*** Opening Selected extract ***

18th - 5 years in power Sheikh Sabah Al-Ahmad Al-Jaber Al-Sabah Emir of Kuwait Sheikh Sabah is inordinately fond of dissolving parliaments and dismissing prime ministers. There is more open political debate in Kuwait than most Gulf states, but the Emir holds all the real power. The country’s massive oil wealth allows it to head off most opposition with handouts and other inducements.
17th - 5 years, 5 months in power Mahmoud Ahmadinejad President of Iran Elected in a fairly free election in August 2005, he undermined his legitimacy in the eyes of most people by being re-elected in 2009 in a fraudulent election and then clamping down brutally on the opposition Green movement. Before then, Iran had some claim to be one of the more democratic countries in the region. Ahmadinejad has followed populist economic policies which, if anything, are only weakening an economy already battered by international sanctions.

*** Closing Selected extract ***
*** Opening Record extracts ***

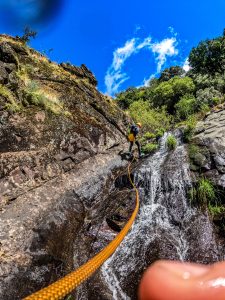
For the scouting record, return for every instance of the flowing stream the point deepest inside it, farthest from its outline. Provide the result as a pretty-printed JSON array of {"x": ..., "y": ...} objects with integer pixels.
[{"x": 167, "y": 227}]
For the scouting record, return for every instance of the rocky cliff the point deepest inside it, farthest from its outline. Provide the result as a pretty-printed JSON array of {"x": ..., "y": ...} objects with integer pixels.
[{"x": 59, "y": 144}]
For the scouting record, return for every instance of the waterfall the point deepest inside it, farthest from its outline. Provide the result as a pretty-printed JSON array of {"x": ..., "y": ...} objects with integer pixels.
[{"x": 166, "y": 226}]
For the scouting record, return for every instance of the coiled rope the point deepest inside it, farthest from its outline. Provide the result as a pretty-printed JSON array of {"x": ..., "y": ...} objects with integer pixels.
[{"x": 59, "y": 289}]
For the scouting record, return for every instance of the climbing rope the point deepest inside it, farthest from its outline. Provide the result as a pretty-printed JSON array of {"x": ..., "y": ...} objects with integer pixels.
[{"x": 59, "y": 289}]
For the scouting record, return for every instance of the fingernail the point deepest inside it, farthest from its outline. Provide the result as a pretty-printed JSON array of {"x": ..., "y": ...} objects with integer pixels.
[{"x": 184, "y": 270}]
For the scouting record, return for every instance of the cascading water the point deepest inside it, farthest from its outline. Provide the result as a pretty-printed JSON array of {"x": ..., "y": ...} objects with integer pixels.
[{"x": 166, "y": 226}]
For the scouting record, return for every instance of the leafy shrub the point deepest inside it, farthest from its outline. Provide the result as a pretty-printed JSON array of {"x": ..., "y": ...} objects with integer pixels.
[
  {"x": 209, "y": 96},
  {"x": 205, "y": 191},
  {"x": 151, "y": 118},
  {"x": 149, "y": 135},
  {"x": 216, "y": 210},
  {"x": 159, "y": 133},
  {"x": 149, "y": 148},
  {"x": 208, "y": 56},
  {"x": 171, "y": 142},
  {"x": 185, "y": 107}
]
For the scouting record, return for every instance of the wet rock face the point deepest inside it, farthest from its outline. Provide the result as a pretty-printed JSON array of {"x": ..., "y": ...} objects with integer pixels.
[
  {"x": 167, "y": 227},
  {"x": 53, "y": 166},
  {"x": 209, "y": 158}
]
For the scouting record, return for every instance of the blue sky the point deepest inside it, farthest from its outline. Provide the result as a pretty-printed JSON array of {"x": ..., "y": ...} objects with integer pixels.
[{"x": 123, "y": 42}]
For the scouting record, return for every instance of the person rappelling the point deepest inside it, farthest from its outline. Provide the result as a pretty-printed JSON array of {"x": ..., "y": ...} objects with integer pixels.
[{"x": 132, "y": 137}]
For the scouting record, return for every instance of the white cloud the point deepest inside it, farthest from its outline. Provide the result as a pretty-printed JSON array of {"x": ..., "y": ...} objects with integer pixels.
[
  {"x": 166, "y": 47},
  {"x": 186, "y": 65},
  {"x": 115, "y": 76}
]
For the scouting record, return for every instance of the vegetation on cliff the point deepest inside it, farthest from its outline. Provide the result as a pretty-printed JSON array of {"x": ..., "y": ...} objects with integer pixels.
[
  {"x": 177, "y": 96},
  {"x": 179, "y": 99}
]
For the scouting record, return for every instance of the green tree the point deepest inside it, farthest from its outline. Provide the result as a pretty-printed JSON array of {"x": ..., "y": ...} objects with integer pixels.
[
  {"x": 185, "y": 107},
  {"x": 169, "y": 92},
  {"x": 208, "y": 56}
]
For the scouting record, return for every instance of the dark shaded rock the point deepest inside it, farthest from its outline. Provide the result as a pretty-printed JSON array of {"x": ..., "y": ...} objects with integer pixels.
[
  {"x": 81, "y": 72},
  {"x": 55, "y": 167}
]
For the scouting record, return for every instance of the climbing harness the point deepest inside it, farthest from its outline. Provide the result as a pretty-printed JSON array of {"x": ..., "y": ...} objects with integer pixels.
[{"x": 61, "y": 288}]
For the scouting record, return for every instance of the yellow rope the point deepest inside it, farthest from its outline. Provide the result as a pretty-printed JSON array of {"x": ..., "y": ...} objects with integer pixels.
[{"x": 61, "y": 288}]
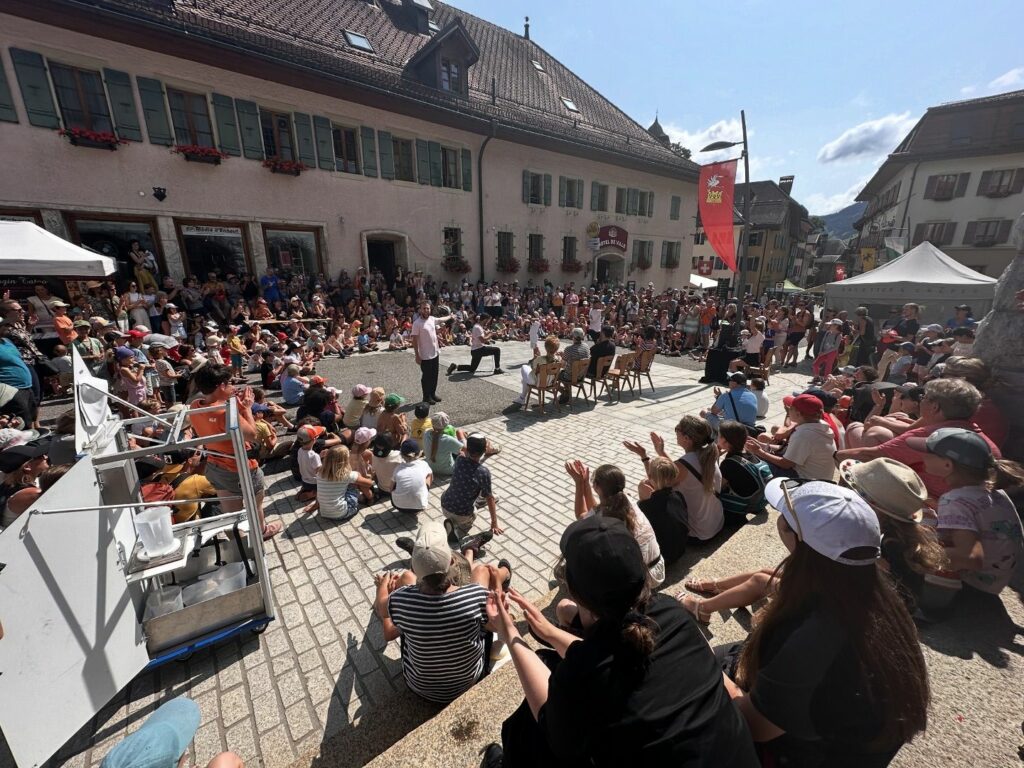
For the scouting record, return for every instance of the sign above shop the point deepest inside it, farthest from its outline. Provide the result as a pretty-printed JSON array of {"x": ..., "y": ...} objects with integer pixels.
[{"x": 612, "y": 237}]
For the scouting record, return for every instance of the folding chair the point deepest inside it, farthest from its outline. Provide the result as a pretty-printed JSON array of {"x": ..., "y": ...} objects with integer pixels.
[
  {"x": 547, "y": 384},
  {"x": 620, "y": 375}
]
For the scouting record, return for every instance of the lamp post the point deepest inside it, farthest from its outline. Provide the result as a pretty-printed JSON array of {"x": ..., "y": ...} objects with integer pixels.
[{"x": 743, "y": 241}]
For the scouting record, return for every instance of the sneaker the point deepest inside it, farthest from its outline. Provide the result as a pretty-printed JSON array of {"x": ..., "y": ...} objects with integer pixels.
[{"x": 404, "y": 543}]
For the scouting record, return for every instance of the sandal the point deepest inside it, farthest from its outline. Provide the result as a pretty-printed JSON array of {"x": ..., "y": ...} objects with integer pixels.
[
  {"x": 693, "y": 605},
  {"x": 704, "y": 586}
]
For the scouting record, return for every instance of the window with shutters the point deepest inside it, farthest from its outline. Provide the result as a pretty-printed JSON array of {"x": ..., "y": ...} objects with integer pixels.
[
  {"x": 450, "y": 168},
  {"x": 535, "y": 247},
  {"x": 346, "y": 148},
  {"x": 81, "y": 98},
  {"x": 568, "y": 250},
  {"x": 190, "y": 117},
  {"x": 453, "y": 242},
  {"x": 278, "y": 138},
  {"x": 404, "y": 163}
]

*** Closing Record extracts ***
*** Opening Record extracts ***

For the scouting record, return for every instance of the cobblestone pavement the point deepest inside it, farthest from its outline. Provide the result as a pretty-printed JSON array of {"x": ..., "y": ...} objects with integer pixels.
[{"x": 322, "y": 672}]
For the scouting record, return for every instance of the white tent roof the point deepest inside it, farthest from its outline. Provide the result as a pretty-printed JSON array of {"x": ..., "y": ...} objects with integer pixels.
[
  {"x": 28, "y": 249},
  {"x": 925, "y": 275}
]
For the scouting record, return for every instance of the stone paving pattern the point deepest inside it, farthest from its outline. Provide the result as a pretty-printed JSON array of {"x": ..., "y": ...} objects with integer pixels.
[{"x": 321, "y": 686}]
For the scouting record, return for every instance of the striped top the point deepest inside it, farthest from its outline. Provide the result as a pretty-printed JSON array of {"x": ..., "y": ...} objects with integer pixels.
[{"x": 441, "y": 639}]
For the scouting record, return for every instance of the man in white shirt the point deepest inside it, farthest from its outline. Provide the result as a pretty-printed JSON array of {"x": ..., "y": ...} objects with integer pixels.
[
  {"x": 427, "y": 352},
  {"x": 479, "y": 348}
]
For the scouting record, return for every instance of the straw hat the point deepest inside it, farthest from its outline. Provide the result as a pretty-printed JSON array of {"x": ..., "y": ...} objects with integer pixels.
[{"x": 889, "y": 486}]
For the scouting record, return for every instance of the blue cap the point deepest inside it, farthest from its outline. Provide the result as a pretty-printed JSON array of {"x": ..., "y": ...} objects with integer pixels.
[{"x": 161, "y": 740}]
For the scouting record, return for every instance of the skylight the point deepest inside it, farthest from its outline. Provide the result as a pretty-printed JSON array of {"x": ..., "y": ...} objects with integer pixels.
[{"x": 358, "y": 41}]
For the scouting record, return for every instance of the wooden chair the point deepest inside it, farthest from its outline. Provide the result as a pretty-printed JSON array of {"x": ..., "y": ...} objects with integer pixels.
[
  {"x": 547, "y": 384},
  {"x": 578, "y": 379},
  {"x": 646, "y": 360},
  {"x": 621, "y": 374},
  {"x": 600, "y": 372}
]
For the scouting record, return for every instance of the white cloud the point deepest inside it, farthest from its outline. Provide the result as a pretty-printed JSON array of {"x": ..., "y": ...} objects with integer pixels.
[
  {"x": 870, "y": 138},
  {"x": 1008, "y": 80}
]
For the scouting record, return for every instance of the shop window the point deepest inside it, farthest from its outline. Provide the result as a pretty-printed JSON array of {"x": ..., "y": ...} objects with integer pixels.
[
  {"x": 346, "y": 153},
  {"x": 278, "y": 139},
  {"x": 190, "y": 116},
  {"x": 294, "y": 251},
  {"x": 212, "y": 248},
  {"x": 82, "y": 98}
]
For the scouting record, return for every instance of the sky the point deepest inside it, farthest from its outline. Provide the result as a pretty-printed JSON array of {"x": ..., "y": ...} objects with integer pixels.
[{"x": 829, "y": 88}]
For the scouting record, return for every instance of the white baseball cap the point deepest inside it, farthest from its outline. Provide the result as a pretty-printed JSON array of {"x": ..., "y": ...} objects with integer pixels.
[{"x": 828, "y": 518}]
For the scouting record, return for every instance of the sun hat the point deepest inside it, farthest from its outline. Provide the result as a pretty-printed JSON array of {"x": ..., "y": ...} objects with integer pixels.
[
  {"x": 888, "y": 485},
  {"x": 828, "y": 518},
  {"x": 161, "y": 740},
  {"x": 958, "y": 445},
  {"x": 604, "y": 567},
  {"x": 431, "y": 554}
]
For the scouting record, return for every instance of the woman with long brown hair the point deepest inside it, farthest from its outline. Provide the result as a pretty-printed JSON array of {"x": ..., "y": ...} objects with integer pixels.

*** Closing Record extracts ***

Your assignment -
Continue the ranked profiles of rulers, picking up after the entry on Mahmoud Ahmadinejad.

Answer area -
16th - 5 years, 5 months in power Abdullah bin Abdulaziz al Saud King of Saudi Arabia Saudi Arabia is the poster child for repressive Islamist states, although as a key ally of the US it doesn’t get as much criticism as it might. King Abdullah gets no criticism at all, at least not publicly in the kingdom. Even the mention of a succession plan is likely to get a magazine or newspaper temporarily banned, but the elderly Abdullah recently went through lengthy medical treatment in the US and is increasingly frail. The high levels of corruption, mixed with large numbers of young, unemployed people, should give anyone who thinks it a stable country some pause for thought.
15th - 6 years, 2 months in power Sheikh Khalifa Emir of Abu Dhabi and President of the UAE By far the most powerful of the seven emirates that make up the UAE, Abu Dhabi has been more conservative than Dubai but its huge oil reserves ensure that it has most of the money and virtually all of the influence. He succeeded his father Sheikh Zayed to the throne in 2004 and tolerates no opposition to his rule.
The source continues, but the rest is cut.